▶ [Stated task]: Turn the rows below into a Markdown table with the columns Row and Line. Give each nonblank line its row number and its text, and leave out the blank lines.

▶ [Given records]:
----

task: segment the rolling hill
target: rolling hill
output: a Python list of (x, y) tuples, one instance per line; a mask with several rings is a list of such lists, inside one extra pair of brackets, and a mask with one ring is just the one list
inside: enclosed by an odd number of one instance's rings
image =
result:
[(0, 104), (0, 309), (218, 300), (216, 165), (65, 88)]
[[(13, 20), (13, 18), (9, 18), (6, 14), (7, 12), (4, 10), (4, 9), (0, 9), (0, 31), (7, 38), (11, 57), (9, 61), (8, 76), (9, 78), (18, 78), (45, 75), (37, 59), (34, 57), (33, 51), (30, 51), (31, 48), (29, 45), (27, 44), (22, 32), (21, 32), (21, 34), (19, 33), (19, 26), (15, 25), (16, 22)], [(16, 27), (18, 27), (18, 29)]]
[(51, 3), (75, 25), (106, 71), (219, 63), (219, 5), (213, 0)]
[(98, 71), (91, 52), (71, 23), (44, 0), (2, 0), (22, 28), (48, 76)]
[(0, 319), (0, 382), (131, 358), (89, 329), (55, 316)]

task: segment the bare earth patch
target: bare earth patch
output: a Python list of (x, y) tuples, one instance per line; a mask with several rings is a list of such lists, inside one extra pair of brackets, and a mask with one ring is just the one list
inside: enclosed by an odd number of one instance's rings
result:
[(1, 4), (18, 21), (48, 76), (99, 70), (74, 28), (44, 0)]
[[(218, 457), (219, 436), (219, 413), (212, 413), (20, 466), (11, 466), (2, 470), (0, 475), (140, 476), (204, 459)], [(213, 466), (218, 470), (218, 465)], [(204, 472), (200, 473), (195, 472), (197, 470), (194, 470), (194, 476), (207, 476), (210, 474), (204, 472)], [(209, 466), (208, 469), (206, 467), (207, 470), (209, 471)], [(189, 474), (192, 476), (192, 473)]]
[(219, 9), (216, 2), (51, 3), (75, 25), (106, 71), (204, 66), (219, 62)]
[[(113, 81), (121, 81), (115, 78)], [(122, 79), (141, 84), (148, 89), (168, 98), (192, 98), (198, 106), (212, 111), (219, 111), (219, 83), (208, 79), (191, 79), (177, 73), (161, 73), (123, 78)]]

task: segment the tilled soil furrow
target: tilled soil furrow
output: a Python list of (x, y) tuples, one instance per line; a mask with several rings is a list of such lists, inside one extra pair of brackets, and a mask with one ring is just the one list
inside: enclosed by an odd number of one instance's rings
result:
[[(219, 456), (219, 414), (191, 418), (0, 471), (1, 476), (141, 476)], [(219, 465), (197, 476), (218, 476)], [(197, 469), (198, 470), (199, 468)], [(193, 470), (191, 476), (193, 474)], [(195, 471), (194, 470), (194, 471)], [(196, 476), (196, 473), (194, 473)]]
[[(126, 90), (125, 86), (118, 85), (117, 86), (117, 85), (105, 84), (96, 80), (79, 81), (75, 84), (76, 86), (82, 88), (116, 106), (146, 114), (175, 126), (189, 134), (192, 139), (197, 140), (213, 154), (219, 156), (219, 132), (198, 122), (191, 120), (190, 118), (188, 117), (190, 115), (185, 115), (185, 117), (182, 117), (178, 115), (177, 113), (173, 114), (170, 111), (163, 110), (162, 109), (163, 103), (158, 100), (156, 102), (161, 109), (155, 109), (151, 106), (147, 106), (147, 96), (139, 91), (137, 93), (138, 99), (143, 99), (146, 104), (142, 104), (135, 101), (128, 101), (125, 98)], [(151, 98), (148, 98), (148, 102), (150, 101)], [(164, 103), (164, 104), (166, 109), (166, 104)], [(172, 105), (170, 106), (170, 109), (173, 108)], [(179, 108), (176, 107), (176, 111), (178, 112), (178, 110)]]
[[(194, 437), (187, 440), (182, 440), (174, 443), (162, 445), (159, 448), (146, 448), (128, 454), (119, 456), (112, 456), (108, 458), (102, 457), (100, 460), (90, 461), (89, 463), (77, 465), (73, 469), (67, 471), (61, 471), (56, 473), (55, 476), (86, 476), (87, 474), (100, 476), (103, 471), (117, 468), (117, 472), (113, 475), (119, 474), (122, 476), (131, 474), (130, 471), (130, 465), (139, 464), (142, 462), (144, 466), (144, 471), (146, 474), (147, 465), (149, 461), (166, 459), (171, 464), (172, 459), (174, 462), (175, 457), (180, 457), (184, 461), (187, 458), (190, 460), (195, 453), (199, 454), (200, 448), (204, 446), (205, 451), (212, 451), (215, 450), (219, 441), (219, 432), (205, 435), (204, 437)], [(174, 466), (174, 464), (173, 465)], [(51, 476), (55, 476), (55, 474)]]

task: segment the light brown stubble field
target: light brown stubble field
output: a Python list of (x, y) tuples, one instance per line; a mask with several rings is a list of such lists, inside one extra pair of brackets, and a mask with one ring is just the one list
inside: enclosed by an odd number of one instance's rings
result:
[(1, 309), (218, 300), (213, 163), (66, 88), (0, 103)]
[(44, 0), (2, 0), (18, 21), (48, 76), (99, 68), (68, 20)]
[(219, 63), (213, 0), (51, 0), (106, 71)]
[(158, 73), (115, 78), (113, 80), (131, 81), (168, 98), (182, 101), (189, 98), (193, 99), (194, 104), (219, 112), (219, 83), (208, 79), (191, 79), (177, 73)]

----

▶ [The result]:
| Row | Line |
|---|---|
| 1 | task: segment the rolling hill |
| 2 | target: rolling hill |
| 3 | output: a Python list of (x, y) tuples, one instance per line; a mask with several rings is a list of such lists, inside one extra pair of brackets, and a mask with one ring is just the one list |
| 4 | inside: enclosed by an odd number of one instance's rings |
| 5 | image = |
| 6 | result: |
| 7 | [(0, 104), (0, 309), (218, 300), (216, 165), (65, 88)] |
| 8 | [[(13, 20), (13, 18), (9, 18), (6, 14), (7, 12), (4, 10), (4, 9), (0, 9), (0, 31), (7, 38), (11, 57), (9, 61), (8, 76), (9, 78), (18, 78), (45, 75), (37, 59), (34, 57), (33, 51), (30, 51), (31, 48), (29, 45), (27, 44), (22, 32), (21, 32), (21, 34), (19, 33), (19, 26), (15, 25), (16, 22)], [(16, 27), (18, 27), (18, 29)]] |
| 9 | [(51, 3), (75, 25), (106, 71), (219, 63), (219, 5), (213, 0)] |
| 10 | [(98, 71), (91, 52), (71, 23), (44, 0), (2, 0), (22, 28), (48, 76)] |
| 11 | [(0, 319), (0, 382), (131, 358), (89, 329), (55, 316)] |
| 12 | task: segment the bare earth patch |
| 13 | target: bare earth patch |
| 14 | output: a Python list of (x, y) tuples, one instance per line; a mask with several rings is a list of such lists, inside one extra pair of brackets, and a mask with one ring is just the one list |
| 15 | inside: enclosed by an odd number of one instance's rings |
| 16 | result: |
| 17 | [(1, 4), (18, 21), (48, 76), (99, 70), (74, 28), (44, 0)] |
| 18 | [[(218, 457), (219, 436), (219, 413), (212, 413), (20, 466), (11, 466), (2, 470), (0, 475), (140, 476), (204, 459)], [(213, 466), (218, 470), (218, 465)], [(204, 472), (200, 473), (195, 472), (197, 470), (194, 470), (194, 476), (207, 476), (210, 474), (204, 472)], [(209, 466), (208, 469), (206, 467), (207, 470), (209, 471)], [(189, 474), (192, 476), (192, 473)]] |
| 19 | [(219, 9), (216, 2), (51, 3), (75, 25), (106, 71), (204, 66), (219, 62)] |
| 20 | [[(113, 81), (121, 81), (115, 78)], [(122, 79), (141, 84), (148, 89), (168, 98), (192, 98), (198, 106), (212, 111), (219, 111), (219, 83), (208, 79), (191, 79), (177, 73), (161, 73), (123, 78)]] |
| 21 | task: segment the tilled soil furrow |
| 22 | target: tilled soil furrow |
| 23 | output: a Python list of (x, y) tuples, one instance per line; a mask with several rings is a list of such lists, inside one extra pair of brackets, and a mask with one ring is just the one list |
| 24 | inside: enclosed by an odd number of one instance's rings |
| 25 | result: |
| 26 | [[(219, 456), (219, 414), (191, 418), (0, 471), (1, 476), (141, 476)], [(219, 465), (197, 476), (218, 476)], [(197, 469), (198, 470), (199, 468)], [(193, 470), (191, 476), (193, 474)], [(195, 471), (194, 470), (194, 471)], [(196, 476), (196, 473), (194, 473)]] |
| 27 | [[(126, 90), (125, 86), (118, 85), (117, 86), (117, 85), (105, 84), (96, 80), (79, 81), (75, 84), (76, 86), (82, 88), (116, 106), (146, 114), (175, 126), (189, 134), (192, 139), (197, 140), (213, 154), (219, 156), (219, 132), (198, 122), (191, 120), (190, 118), (188, 117), (190, 115), (185, 115), (185, 117), (182, 117), (178, 115), (177, 113), (173, 114), (170, 111), (163, 110), (162, 109), (163, 103), (158, 100), (156, 102), (161, 109), (155, 109), (151, 106), (147, 106), (147, 96), (139, 91), (137, 93), (138, 99), (143, 99), (146, 104), (142, 104), (135, 101), (128, 101), (125, 98)], [(151, 98), (148, 98), (148, 102), (150, 101)], [(164, 103), (164, 104), (166, 109), (166, 104)], [(172, 105), (170, 106), (170, 109), (173, 108)], [(179, 108), (176, 107), (176, 111), (178, 112), (178, 110)]] |
| 28 | [[(194, 437), (187, 440), (182, 440), (174, 443), (162, 445), (159, 448), (146, 448), (128, 454), (119, 456), (112, 456), (108, 458), (102, 457), (100, 460), (90, 461), (89, 463), (77, 465), (73, 469), (67, 471), (61, 471), (56, 473), (55, 476), (86, 476), (87, 474), (100, 476), (103, 471), (117, 468), (117, 472), (113, 475), (119, 474), (122, 476), (131, 474), (130, 471), (130, 465), (139, 464), (142, 462), (144, 466), (144, 471), (146, 474), (147, 465), (149, 461), (166, 459), (171, 464), (172, 459), (174, 462), (175, 457), (180, 457), (184, 461), (187, 458), (190, 460), (195, 453), (199, 454), (200, 448), (204, 446), (205, 451), (212, 451), (215, 450), (219, 441), (219, 432), (205, 435), (204, 437)], [(174, 466), (174, 464), (173, 465)], [(51, 476), (55, 476), (55, 474)]] |
| 29 | task: segment the light brown stubble field |
| 30 | target: light brown stubble field |
| 31 | output: a Python list of (x, y) tuples, one instance per line; a mask with several rings is a list of such lists, inside one extra pair of brackets, and a mask with one ring is just the one list |
| 32 | inside: enclosed by an odd number of one instance's rings |
| 33 | result: |
| 34 | [(1, 309), (218, 300), (213, 163), (66, 88), (0, 103)] |
| 35 | [(44, 0), (2, 0), (18, 21), (48, 76), (99, 68), (68, 20)] |
| 36 | [(219, 63), (213, 0), (51, 0), (106, 71)] |
| 37 | [(158, 73), (115, 78), (113, 80), (131, 81), (168, 98), (182, 101), (189, 98), (193, 99), (194, 104), (219, 112), (219, 83), (208, 79), (191, 79), (177, 73)] |